◆ EXTRACT
★ ★ ★ ★ ★

With Arizona's immigration law drawing national controversy, some congressional Democrats have decided that now is the time to push for national immigration reform. Senate Democrats have put forward a plan. But President Obama appears uncertain that the issue should be pursued so close to the November elections and at the same time as his financial regulatory reform and environmental pushes.

  • Immigration Will Define 2010 Elections The Washington Post's Ezra Klein decrees, "Like it or not, the 2010 election is now (substantially) about immigration. ... Hispanics are an important part of the Democratic coalition. They're owed a response to the Arizona law. And denunciations aren't good enough: The only response that makes sense is an actual solution to the problem."
  • ...No It Won't Liberal blogger DougJ differs. " Just because people most voters have heard about the Arizona law and a slight majority favors it doesn't mean that it will be the issue that most motivates voters, especially not supporters of the Arizona law. In the 2008 Republican primary, Tancredo, Giuliani, and Romney spent a huge amount time immigrant-bashing, then lost to the co-author of a liberal immigration reform bill. And that was in a Republican primary."
  • Obama Doesn't Want It This Year The Associated Press' Suzanne Gamboa reports, "Immigration reform has become the first of President Barack Obama's major priorities dropped from the agenda of an election-year Congress facing voter disillusionment. Sounding the death knell was Obama himself."
  • Won't Pass This Year  The Plum Line's Greg Sarent says "the Arizona law is forcing the issue into our national consciousness, whether leaders of both parties like it or not." But, "Senate Dem sources tell CNN that it's unlikely to move this year, and President Obama also poured a vat of cold water on the possibilty of quick action in remarks to reporters yesterday.But any movement is good movement."

★ ★ ★ ★ ★

◆ QUESTIONS ON THE MATERIAL
[a] In the immigration reform roundup, which news organization does Suzanne Gamboa report for?
[b] Name every commentator or reporter quoted in the immigration reform roundup.

★ ★ ★ ★ ★

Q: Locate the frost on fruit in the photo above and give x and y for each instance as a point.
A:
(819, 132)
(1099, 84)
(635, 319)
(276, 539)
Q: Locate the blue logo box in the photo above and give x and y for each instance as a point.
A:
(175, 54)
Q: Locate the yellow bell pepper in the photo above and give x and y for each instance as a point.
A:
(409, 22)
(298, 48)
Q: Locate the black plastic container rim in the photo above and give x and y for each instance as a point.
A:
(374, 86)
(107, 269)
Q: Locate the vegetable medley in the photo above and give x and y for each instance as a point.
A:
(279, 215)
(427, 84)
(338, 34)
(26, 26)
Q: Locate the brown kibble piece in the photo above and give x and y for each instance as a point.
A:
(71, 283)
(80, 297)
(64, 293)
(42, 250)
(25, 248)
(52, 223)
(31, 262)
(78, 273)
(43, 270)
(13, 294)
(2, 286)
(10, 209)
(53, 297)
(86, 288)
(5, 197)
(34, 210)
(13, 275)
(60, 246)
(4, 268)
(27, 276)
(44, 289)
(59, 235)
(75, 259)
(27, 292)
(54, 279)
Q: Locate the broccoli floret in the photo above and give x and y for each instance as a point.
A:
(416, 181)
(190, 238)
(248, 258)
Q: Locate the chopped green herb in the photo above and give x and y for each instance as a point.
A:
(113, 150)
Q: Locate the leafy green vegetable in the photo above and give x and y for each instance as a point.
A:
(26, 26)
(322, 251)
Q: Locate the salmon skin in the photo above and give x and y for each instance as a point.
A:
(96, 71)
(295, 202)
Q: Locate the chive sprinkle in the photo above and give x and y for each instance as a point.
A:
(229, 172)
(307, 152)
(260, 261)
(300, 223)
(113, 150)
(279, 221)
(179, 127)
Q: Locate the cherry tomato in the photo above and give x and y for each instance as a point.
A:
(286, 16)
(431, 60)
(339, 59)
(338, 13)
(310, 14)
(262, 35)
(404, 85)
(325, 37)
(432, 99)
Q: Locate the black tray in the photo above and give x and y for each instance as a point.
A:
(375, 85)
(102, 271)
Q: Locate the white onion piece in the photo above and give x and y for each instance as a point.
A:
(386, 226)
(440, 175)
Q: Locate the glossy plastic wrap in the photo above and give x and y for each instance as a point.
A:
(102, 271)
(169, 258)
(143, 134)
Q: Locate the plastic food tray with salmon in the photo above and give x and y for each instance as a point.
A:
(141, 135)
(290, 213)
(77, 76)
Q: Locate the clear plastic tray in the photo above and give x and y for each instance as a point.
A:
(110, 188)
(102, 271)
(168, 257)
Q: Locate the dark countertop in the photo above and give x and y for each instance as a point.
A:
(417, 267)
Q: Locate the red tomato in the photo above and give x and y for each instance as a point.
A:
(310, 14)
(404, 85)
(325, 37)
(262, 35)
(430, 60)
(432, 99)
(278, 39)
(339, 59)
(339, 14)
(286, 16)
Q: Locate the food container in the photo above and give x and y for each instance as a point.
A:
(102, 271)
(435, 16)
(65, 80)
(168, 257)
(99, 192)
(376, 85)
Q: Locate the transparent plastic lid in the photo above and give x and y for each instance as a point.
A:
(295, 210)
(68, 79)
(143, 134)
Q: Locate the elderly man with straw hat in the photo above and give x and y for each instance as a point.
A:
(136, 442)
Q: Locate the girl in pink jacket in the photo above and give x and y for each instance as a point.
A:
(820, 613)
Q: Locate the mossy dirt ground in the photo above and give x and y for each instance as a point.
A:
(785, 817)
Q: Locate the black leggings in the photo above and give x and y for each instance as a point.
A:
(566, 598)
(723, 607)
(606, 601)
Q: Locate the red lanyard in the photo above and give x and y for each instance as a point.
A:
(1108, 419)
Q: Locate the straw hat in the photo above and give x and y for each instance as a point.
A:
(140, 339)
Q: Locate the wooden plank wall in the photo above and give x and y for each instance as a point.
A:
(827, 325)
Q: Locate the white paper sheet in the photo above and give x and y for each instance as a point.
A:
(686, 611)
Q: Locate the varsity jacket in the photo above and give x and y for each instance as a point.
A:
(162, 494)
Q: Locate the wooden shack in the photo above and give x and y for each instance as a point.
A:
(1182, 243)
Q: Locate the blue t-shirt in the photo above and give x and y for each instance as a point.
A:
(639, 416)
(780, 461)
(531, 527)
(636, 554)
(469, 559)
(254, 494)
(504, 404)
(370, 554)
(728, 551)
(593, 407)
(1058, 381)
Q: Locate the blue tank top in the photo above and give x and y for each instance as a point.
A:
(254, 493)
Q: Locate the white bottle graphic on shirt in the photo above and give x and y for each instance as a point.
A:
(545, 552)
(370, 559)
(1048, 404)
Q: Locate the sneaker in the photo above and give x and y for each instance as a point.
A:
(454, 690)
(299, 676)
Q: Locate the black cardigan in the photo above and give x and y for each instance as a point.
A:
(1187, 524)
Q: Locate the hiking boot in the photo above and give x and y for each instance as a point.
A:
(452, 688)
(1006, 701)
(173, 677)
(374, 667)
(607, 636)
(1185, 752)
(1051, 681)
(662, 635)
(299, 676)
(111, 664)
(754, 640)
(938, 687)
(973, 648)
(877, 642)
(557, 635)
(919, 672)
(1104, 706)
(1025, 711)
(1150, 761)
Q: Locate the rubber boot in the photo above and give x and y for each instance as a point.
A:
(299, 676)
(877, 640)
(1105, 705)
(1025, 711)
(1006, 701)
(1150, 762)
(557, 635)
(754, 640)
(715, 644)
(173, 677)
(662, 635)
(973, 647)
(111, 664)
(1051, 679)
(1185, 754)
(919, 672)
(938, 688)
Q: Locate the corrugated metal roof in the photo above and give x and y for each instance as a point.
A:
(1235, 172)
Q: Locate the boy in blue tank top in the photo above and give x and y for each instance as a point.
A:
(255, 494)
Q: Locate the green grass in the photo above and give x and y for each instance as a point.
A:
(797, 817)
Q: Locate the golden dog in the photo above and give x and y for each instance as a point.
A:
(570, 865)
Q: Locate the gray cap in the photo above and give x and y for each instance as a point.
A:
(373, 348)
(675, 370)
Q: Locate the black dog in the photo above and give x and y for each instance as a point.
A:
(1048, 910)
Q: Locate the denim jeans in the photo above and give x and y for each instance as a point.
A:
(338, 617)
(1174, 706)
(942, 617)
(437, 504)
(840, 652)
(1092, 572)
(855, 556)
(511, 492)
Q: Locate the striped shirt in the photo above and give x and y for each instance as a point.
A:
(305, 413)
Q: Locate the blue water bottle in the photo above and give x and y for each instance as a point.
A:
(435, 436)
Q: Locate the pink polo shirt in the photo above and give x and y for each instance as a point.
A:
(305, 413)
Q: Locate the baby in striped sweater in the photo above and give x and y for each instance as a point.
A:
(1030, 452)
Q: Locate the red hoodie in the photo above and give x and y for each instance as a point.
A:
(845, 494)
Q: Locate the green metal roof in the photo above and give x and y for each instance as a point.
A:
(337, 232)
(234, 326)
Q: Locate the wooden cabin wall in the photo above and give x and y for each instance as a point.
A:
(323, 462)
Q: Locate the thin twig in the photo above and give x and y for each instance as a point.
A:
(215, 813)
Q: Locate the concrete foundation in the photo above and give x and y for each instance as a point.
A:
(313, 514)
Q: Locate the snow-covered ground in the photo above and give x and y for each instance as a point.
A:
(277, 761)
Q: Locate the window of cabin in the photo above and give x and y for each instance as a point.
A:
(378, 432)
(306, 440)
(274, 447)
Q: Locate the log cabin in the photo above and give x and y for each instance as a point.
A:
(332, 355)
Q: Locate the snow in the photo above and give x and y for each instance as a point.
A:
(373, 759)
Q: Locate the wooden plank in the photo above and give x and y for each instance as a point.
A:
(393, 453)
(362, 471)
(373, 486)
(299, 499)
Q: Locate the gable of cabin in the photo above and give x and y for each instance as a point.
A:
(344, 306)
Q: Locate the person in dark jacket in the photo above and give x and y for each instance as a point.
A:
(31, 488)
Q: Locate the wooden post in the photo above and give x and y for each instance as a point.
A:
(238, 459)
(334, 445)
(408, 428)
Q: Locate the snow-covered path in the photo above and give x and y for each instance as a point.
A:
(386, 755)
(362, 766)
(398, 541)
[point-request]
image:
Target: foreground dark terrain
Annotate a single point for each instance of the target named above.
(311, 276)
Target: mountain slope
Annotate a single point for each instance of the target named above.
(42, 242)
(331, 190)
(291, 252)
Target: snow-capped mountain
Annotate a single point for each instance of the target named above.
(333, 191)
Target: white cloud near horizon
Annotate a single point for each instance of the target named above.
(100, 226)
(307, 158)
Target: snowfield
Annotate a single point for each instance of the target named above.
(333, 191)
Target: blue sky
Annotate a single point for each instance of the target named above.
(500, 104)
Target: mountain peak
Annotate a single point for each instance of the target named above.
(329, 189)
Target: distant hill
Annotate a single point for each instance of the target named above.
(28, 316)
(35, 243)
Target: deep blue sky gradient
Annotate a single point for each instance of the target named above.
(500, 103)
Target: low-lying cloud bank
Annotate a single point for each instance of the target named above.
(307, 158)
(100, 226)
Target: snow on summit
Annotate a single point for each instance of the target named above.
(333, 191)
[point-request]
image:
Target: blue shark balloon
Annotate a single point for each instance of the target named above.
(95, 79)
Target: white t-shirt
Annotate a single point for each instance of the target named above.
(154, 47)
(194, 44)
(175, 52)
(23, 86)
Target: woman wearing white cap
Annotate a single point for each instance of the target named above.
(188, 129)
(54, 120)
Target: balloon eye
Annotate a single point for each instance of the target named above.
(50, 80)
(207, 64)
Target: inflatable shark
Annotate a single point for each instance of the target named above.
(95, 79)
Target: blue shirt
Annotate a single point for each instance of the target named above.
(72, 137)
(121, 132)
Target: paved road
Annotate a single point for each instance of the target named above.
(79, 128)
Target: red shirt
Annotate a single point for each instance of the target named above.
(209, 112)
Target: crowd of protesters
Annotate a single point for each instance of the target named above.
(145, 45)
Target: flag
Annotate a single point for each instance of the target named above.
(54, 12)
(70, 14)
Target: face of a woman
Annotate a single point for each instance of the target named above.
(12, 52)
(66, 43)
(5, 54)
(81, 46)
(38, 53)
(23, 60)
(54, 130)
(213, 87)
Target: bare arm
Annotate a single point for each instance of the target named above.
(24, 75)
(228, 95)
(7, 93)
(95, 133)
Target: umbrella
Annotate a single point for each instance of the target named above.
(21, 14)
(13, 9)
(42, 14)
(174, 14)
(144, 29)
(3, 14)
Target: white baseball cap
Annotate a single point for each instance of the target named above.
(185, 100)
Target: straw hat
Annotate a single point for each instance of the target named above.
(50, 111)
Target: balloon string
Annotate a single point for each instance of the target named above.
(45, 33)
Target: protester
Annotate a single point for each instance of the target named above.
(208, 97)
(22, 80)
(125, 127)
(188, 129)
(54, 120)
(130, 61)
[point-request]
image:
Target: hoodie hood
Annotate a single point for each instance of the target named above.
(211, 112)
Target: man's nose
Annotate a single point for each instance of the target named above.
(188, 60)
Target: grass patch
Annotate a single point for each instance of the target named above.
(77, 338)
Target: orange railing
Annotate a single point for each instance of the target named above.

★ ★ ★ ★ ★

◆ ANSWERS TO THIS EXERCISE
[a] The Associated Press

[b] Ezra Klein, DougJ, Suzanne Gamboa, Greg Sarent